As the pathways to improve one's own life continue to disappear from view, our desires become more and more detached from reality. If there is no realistic pathway to improve our lives, we begin to retreat into the dream world.
We become immersed in unrealistic dreams because the very act of dreaming, of desiring, can generate pleasure on its own.
LARPing is the performance of the impotent, true, but perhaps the impotence is all in your head. There be Dragons. And they must be slain.
However, national divorce is not the pathway to get this done. If we wanted to give people greater leeway to govern themselves, I recommend two things: more local control + breaking down bureaucracies and megacorps and making them vastly less intrusive on our daily lives.
As a brainstorming exercise, I put forward a series of ideas for your consideration:
Allow contiguous counties to break off and join other states or start their own, as long as they fulfill certain conditions. I would say forming your own state could only be done if you had a certain population (1% of the national population as of the last census?). I would also say that either joining a different state or starting a new one would require that this doesn't "strand" another county so that it isn't connected to the rest of the previous state. So if parts of upstate New York, for instance, decided to secede, they couldn't do so in a way where a single county that doesn't want to secede is separated from the rest of the non-seceding counties.
Alongside this, there should be a broad movement to devolve power down towards State and Local levels in both the "public" and "private" spheres. More details on this in the future.
Don't just pass far stricter privacy laws to protect individuals: actively dismantle federal agencies that have consistently invaded the privacy of American citizens in the past. The FBI, CIA, NSA, etc. either need to be radically reformed or abolished. There are other ways to engage in national security without also violating the privacy of American citizens (if these agencies actually have a net positive effect on our security & safety, which is dubious).

== Questions on the material ==
**1.** In the essay on local control and national divorce, what two things does the writer recommend for giving people greater leeway to govern themselves?
**2.** Please pick up the essay on local control and national divorce after its last sentence and continue it.

== Information supplied ==
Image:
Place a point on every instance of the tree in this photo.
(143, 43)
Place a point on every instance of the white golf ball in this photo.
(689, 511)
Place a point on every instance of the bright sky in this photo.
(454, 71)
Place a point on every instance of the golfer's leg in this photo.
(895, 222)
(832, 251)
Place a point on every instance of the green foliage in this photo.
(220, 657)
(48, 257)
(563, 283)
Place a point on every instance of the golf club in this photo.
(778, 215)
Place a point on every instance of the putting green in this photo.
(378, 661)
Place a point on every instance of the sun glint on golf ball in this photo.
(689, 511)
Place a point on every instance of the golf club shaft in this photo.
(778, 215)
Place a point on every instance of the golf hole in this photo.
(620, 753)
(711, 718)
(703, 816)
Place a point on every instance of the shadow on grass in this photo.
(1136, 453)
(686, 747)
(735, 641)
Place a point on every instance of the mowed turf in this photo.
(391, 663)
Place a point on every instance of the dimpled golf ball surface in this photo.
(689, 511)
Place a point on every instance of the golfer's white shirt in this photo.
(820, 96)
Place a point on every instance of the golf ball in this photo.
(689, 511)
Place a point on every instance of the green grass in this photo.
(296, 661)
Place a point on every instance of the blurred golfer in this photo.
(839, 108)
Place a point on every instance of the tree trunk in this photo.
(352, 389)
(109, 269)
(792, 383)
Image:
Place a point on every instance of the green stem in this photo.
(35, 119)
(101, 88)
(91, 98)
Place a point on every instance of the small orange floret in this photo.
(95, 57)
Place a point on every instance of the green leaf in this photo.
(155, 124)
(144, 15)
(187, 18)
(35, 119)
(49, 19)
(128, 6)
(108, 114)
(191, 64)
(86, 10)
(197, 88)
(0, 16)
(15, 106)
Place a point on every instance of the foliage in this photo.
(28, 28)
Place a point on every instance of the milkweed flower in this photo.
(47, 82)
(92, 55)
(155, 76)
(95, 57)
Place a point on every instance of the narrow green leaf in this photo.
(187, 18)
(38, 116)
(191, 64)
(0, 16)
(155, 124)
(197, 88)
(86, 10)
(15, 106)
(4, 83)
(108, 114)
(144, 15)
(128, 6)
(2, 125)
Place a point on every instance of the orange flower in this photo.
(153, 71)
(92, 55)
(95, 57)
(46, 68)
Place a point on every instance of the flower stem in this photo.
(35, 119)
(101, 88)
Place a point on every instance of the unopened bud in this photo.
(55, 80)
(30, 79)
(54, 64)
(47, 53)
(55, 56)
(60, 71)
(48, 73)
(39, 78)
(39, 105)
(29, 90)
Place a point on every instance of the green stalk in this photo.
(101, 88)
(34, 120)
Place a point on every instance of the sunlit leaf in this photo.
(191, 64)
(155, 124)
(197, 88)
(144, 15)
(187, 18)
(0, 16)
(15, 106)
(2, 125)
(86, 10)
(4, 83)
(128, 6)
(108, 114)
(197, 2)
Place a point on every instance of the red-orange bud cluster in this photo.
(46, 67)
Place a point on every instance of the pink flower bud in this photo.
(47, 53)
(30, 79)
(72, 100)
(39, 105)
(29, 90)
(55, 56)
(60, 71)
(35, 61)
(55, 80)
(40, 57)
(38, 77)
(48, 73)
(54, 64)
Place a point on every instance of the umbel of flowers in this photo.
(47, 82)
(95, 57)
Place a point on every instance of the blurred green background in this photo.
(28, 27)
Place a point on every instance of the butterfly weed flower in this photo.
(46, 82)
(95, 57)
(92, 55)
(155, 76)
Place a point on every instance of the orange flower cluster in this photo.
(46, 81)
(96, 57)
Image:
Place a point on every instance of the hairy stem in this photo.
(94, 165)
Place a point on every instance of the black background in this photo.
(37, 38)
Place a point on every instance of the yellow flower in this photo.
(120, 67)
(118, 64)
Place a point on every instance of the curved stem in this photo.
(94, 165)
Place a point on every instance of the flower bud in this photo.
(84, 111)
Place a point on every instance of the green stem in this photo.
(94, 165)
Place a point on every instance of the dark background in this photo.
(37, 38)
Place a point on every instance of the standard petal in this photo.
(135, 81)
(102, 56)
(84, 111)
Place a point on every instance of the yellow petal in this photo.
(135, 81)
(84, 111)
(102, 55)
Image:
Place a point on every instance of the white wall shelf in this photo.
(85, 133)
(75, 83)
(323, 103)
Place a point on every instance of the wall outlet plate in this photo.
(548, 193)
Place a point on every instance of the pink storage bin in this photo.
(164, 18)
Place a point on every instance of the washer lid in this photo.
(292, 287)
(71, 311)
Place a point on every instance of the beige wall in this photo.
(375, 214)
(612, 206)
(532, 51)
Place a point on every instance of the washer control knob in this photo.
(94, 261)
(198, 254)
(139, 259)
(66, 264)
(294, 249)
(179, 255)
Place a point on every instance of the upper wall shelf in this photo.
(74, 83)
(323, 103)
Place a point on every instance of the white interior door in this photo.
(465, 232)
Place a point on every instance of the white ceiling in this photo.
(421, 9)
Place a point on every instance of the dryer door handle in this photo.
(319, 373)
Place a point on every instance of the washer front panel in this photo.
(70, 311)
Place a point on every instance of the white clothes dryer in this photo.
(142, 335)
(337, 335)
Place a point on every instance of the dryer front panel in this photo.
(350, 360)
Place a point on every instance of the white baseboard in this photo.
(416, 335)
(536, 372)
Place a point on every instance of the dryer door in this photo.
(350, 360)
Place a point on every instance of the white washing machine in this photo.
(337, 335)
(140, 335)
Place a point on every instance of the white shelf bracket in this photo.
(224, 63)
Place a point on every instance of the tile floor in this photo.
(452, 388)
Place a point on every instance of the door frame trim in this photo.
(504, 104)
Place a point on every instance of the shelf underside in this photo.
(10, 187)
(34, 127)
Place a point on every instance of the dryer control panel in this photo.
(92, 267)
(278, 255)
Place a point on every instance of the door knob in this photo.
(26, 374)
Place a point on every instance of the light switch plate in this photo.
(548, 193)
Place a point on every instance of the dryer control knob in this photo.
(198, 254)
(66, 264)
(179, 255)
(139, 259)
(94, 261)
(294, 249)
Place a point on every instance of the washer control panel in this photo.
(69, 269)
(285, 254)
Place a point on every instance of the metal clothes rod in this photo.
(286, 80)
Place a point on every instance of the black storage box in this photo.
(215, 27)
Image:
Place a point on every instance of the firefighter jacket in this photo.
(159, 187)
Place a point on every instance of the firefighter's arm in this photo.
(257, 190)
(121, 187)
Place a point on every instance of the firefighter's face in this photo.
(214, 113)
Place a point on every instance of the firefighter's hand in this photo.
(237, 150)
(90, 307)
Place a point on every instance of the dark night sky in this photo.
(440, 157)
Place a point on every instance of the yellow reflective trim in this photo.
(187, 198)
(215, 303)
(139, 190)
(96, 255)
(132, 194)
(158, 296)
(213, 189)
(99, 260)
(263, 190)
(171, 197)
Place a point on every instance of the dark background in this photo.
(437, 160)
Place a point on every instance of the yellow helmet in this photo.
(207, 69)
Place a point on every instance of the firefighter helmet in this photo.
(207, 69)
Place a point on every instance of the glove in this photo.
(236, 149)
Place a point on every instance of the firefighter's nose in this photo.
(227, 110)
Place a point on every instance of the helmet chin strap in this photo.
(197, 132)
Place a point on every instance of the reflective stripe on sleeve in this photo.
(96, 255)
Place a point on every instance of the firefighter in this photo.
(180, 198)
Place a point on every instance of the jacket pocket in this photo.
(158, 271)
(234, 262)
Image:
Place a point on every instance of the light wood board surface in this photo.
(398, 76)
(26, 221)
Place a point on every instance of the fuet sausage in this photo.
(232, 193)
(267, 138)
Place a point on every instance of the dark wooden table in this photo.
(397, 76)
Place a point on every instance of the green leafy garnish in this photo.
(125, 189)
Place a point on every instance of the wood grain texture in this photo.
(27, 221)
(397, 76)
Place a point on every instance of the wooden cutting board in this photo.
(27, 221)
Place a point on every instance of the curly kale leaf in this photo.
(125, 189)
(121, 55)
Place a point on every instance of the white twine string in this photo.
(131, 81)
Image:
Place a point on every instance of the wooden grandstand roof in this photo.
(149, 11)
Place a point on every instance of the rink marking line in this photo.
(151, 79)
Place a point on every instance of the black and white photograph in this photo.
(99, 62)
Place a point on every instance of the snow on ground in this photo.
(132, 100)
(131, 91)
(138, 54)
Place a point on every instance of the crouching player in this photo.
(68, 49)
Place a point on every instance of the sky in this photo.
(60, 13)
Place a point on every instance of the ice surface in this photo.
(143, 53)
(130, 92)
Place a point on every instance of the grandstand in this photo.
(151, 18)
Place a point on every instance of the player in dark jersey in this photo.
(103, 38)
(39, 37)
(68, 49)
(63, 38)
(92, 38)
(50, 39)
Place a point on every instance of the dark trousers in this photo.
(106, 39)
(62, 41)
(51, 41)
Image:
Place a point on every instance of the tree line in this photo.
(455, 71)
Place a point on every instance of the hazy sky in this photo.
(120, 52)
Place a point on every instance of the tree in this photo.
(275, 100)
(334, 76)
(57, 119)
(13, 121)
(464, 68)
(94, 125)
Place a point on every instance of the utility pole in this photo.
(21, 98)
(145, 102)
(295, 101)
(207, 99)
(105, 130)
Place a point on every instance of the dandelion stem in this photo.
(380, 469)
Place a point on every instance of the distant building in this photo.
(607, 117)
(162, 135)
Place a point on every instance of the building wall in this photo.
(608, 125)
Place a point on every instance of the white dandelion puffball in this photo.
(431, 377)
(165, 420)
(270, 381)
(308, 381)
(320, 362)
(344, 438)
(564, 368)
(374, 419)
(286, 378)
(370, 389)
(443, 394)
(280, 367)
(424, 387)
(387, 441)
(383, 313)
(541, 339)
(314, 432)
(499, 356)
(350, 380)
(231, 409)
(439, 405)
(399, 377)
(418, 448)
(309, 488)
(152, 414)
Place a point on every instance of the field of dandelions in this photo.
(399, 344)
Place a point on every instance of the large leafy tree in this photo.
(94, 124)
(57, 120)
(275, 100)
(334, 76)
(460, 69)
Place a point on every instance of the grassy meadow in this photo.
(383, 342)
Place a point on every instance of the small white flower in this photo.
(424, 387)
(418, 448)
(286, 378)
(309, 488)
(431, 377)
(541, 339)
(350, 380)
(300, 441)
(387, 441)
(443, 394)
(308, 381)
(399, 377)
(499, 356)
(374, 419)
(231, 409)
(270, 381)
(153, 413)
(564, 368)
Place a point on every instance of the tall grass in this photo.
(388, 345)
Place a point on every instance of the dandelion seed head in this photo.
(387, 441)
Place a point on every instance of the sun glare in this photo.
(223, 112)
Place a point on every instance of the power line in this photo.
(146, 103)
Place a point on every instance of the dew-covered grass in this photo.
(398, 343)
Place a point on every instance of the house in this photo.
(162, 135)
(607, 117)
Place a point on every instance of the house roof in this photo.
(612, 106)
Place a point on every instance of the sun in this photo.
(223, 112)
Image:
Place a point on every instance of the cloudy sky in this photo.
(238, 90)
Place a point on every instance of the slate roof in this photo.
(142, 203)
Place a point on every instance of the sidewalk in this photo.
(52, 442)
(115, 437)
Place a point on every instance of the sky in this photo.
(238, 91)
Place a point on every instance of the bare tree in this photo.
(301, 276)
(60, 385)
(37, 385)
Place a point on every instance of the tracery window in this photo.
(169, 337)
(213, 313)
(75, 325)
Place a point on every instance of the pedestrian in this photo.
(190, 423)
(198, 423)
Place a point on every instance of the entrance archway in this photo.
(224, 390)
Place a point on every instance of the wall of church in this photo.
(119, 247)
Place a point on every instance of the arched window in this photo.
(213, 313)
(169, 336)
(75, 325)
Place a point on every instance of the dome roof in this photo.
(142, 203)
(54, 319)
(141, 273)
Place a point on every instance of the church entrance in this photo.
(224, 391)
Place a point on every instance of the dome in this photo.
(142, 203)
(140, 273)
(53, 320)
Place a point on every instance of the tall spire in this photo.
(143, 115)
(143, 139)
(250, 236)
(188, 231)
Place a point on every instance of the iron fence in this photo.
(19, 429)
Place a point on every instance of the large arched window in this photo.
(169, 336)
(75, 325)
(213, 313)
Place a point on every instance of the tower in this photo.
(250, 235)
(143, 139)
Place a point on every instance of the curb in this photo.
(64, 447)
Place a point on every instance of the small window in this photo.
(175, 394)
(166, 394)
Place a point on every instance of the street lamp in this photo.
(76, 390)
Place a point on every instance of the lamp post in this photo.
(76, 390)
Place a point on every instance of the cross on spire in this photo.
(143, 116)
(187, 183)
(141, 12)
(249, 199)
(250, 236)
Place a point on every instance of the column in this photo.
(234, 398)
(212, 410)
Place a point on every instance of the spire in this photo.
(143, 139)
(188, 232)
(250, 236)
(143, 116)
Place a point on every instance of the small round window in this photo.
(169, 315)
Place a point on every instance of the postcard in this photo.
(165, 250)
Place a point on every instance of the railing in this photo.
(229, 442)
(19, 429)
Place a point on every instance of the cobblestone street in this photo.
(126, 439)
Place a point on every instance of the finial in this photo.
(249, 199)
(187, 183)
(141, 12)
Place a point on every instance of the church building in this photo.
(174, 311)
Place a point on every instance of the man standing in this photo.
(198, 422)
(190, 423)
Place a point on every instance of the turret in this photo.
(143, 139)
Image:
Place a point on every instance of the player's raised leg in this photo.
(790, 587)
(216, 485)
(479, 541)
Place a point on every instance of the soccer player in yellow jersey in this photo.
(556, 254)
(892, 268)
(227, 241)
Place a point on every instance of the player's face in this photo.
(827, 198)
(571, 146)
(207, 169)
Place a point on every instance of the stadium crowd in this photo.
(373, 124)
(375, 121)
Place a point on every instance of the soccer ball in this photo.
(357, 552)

== Replies ==
**1.** More local control, plus breaking down bureaucracies and megacorps and making them vastly less intrusive on our daily lives.

**2.**
The Federal Government needs to use technologies to separate its funding mechanisms from its bureaucracy. The cash and grants can flow without the need for 1000 forms with modern technology. This is an entirely other rabbit hole to dive down and one I cannot give the necessary time to in this piece, but I will revisit it in the future.
But remember: Do not give in to LARPs. Alternative institutions + Bureaucratic Demolition + Decentralization is a far more reasonable and realistic goal to reform this nation than splitting it in half.
A few years ago, I read a paper on Karl Marx titled "On Marxian Utopophobia". The author used "utopophobia" to mean
"the 'fear' of detailed descriptions of an ideal society of the future (without restriction as to the demandingness of those descriptions)."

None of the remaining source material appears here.